__Text section__:
***
When I first wrote about suicide - 30 years ago - I was a terribly depressed person, trying to understand the deaths in my own family. While suicide continued to be the means of release for some members of my family, and while I still deplored, feared, and preached against its use as a way out of depression, I have had some reconsideration of one of the aspects of suicide against which I railed for so long.
The terminally ill face a different kind of depression than do we, the relatively well. I say relatively, because anyone who reaches my age - 73 - cannot have escaped some of the illnesses or diseases that plague the human race. I've had two kinds of cancer, several operations, and assorted other illnesses. My general health, though, remains good.
But what about those for whom disease has a daily, painfully evident nearness? Those whose bodies are deteriorating, whose minds are going? Their awareness of a death that is approaching on a path as difficult as anything they endured at a younger - healthier - age, must cause something akin to the depression that I feel.
***
__Dataset__:
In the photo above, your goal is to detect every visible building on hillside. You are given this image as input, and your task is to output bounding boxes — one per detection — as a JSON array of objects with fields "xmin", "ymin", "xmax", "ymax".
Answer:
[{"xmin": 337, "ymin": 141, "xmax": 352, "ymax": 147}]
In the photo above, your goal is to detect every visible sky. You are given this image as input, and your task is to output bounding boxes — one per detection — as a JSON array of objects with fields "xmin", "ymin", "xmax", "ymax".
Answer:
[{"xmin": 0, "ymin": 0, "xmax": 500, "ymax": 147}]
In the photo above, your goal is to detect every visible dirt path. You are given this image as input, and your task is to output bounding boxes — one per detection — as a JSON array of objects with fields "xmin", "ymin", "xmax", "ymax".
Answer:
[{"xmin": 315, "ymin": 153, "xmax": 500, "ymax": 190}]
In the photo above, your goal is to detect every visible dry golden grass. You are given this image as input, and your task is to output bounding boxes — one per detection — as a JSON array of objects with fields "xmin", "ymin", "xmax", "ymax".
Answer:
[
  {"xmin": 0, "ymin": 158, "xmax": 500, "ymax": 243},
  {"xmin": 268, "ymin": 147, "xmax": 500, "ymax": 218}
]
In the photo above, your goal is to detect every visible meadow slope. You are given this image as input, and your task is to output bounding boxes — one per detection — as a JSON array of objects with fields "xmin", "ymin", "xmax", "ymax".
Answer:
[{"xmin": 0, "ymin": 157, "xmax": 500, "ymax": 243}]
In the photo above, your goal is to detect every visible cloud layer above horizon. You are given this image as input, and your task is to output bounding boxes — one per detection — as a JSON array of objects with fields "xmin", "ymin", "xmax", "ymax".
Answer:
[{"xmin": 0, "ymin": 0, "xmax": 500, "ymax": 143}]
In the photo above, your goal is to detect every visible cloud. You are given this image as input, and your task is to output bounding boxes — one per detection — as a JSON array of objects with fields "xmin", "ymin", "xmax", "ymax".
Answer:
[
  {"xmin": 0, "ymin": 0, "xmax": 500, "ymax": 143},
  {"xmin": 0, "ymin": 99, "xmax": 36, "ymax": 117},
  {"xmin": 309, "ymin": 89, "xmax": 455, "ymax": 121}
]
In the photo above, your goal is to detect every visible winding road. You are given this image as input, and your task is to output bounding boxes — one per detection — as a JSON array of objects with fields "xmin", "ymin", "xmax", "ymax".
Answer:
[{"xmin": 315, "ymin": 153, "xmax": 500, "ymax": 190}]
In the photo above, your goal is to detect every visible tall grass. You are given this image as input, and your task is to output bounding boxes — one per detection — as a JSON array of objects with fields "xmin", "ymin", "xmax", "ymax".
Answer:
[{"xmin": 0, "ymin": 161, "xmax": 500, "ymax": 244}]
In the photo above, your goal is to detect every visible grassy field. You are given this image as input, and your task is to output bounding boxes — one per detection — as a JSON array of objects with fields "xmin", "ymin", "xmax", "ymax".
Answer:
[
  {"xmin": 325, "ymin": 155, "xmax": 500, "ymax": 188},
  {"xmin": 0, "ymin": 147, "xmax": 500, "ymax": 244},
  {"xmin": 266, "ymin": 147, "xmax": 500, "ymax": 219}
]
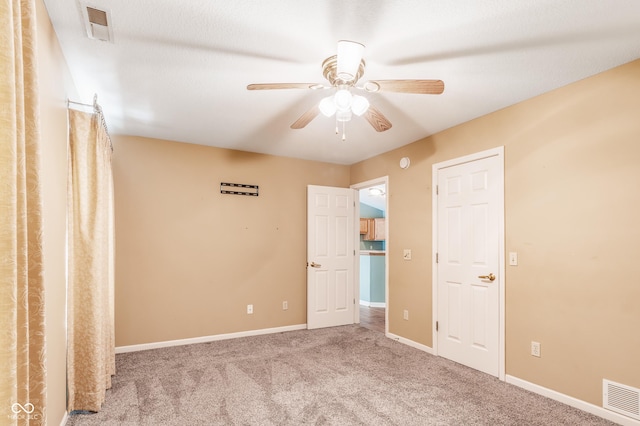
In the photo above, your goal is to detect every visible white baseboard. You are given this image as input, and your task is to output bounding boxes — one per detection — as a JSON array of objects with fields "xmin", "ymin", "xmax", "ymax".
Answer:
[
  {"xmin": 116, "ymin": 324, "xmax": 307, "ymax": 354},
  {"xmin": 386, "ymin": 333, "xmax": 433, "ymax": 355},
  {"xmin": 505, "ymin": 374, "xmax": 640, "ymax": 426},
  {"xmin": 360, "ymin": 300, "xmax": 387, "ymax": 308}
]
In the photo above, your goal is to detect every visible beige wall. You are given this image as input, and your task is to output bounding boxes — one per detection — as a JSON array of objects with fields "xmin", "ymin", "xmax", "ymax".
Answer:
[
  {"xmin": 114, "ymin": 137, "xmax": 349, "ymax": 346},
  {"xmin": 351, "ymin": 60, "xmax": 640, "ymax": 405},
  {"xmin": 36, "ymin": 0, "xmax": 75, "ymax": 425}
]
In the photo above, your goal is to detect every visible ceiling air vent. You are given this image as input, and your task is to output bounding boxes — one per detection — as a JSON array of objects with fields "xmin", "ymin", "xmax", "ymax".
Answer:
[
  {"xmin": 602, "ymin": 379, "xmax": 640, "ymax": 420},
  {"xmin": 82, "ymin": 5, "xmax": 113, "ymax": 41}
]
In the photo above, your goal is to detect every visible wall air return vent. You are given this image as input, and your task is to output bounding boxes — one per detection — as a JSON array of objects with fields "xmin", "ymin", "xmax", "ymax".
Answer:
[
  {"xmin": 81, "ymin": 5, "xmax": 113, "ymax": 41},
  {"xmin": 602, "ymin": 379, "xmax": 640, "ymax": 420}
]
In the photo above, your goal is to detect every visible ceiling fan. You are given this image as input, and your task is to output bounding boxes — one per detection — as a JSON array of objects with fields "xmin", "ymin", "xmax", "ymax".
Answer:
[{"xmin": 247, "ymin": 40, "xmax": 444, "ymax": 140}]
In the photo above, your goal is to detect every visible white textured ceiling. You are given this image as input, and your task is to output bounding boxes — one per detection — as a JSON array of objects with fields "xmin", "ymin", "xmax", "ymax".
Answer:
[{"xmin": 45, "ymin": 0, "xmax": 640, "ymax": 164}]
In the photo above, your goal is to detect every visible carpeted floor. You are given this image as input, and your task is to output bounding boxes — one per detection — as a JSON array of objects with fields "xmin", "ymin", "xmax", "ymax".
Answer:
[{"xmin": 67, "ymin": 325, "xmax": 612, "ymax": 426}]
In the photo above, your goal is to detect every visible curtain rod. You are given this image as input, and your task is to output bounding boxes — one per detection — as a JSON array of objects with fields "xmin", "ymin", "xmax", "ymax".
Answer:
[{"xmin": 67, "ymin": 93, "xmax": 113, "ymax": 152}]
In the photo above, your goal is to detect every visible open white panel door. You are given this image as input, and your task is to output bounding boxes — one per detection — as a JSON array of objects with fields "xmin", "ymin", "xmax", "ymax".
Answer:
[{"xmin": 307, "ymin": 185, "xmax": 357, "ymax": 329}]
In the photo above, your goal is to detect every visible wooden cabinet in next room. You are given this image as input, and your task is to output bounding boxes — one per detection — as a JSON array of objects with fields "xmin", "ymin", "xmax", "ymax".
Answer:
[{"xmin": 360, "ymin": 217, "xmax": 386, "ymax": 241}]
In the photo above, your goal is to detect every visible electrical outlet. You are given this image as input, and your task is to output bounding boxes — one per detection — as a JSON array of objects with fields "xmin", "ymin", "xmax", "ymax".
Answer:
[{"xmin": 531, "ymin": 341, "xmax": 540, "ymax": 358}]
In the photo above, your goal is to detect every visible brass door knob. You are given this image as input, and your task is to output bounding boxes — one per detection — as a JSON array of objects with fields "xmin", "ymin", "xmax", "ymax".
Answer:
[{"xmin": 478, "ymin": 274, "xmax": 496, "ymax": 281}]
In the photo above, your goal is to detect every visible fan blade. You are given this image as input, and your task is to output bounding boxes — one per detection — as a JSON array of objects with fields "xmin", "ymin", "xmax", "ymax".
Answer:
[
  {"xmin": 364, "ymin": 106, "xmax": 391, "ymax": 132},
  {"xmin": 291, "ymin": 105, "xmax": 320, "ymax": 129},
  {"xmin": 364, "ymin": 80, "xmax": 444, "ymax": 95},
  {"xmin": 247, "ymin": 83, "xmax": 318, "ymax": 90}
]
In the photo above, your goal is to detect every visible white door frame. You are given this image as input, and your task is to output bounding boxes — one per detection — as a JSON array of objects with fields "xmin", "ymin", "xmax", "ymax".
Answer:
[
  {"xmin": 350, "ymin": 176, "xmax": 389, "ymax": 336},
  {"xmin": 431, "ymin": 146, "xmax": 506, "ymax": 381}
]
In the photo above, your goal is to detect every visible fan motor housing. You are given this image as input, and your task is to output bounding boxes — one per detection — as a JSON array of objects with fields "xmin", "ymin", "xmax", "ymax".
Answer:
[{"xmin": 322, "ymin": 55, "xmax": 365, "ymax": 87}]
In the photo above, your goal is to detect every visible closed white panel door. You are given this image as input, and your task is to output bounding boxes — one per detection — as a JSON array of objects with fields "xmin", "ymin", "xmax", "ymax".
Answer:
[
  {"xmin": 437, "ymin": 156, "xmax": 503, "ymax": 376},
  {"xmin": 307, "ymin": 185, "xmax": 356, "ymax": 329}
]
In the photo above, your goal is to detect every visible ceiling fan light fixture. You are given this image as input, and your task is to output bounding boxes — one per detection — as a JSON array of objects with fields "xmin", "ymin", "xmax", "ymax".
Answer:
[
  {"xmin": 351, "ymin": 95, "xmax": 369, "ymax": 117},
  {"xmin": 337, "ymin": 40, "xmax": 364, "ymax": 82},
  {"xmin": 333, "ymin": 89, "xmax": 353, "ymax": 111},
  {"xmin": 318, "ymin": 96, "xmax": 337, "ymax": 117},
  {"xmin": 336, "ymin": 109, "xmax": 351, "ymax": 123}
]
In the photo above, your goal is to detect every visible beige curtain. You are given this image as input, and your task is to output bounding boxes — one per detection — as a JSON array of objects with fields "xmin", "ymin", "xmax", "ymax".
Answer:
[
  {"xmin": 0, "ymin": 0, "xmax": 46, "ymax": 425},
  {"xmin": 67, "ymin": 110, "xmax": 115, "ymax": 412}
]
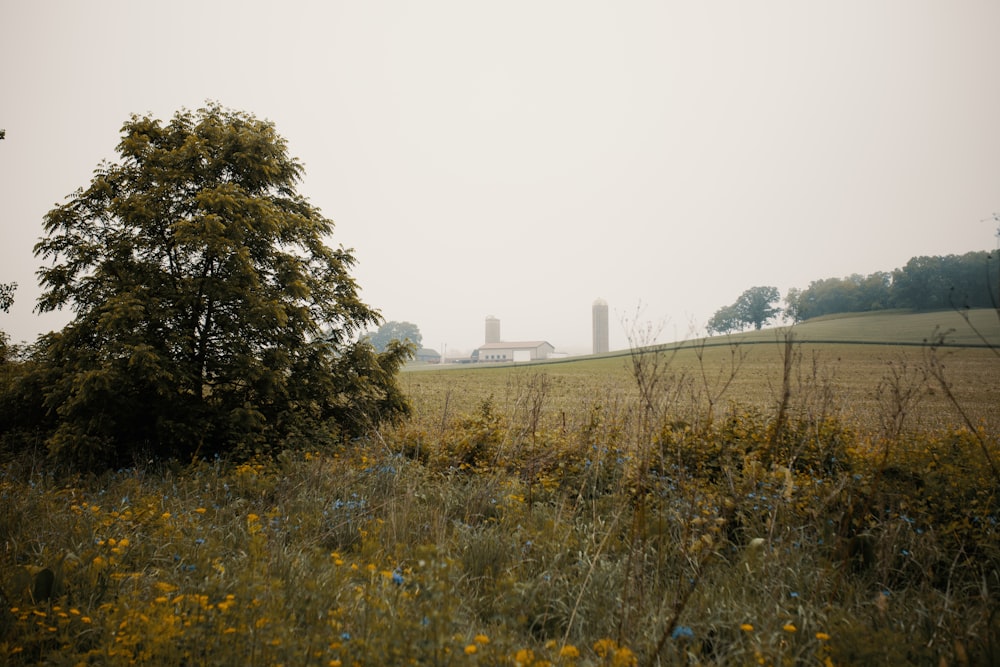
***
__Exercises__:
A: In the essay on suicide, replace "illnesses" with "ailments" in the part that runs from "The terminally ill" through "that I feel.", and give that part again.
B: Carry on the essay on suicide from its last sentence.

__Results for each task__:
A:
The terminally ill face a different kind of depression than do we, the relatively well. I say relatively, because anyone who reaches my age - 73 - cannot have escaped some of the ailments or diseases that plague the human race. I've had two kinds of cancer, several operations, and assorted other ailments. My general health, though, remains good.
But what about those for whom disease has a daily, painfully evident nearness? Those whose bodies are deteriorating, whose minds are going? Their awareness of a death that is approaching on a path as difficult as anything they endured at a younger - healthier - age, must cause something akin to the depression that I feel.

B:
But is it the same? Is an old man's depression about his loss of limbs or breathing ability the same as my inaccurate inner thoughts about my ability as a father? Do the constant preoccupations with loss of memory and bodily function fit on the same continuum as the depressive thoughts that cause me to be irritable when a loud noise echoes in my quiet neighborhood? Should we, in other words, call both of them depression; and should the use of suicide as an "out" be looked at in the same way for the elderly who cannot find peace with their diseases as for the young who cannot find peace with their inner thoughts?
Quickly, I need to say that all depression can be treated. All pain can be treated. There is no magic bullet for either of them, but alleviation is possible in almost all cases. If we ignore this, then death (through suicide or murder) could become a "normal" way of dealing both with old age and with pain and disease. The gerontological psychiatrist knows this, the practitioner who treats the client in a nursing home differently than the depressed lawyer at a major firm. The physician who works in the field of palliative care knows that the patient may never be rid of the depression that haunts him or her, while the rest of us may get sufficient relief so that we can go on with our work, our love, our families, our lives.
So, what kind of reconsideration have I made? How have I changed my mind over the years? It is in this: I no longer blame the older person who, because of disease or illness, takes away his own life. I used to. I used to get angry at anyone who removed himself from the world because of depression, when I knew that relief was only a pill or two away. I didn't favor (and I don't now favor) "assisted suicide" because it seems too facile a way of disposing of the elderly ill.
But I now no longer condemn people who can no longer bear the world the way it is because their pain, psychic or physical, is too much for them to bear.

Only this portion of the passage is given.